DO THIS »
Render the records below as a numbered list, skipping any blank lines.

* begin *

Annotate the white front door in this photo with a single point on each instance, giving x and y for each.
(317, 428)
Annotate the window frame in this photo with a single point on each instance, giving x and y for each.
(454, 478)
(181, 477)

* end *

EXPECTED OUTPUT »
1. Annotate the white front door in this photo with a single point on each instance, giving x and y for each.
2. (317, 428)
3. Annotate the window frame in this photo with a single point on each instance, giving x and y for each.
4. (454, 478)
5. (181, 477)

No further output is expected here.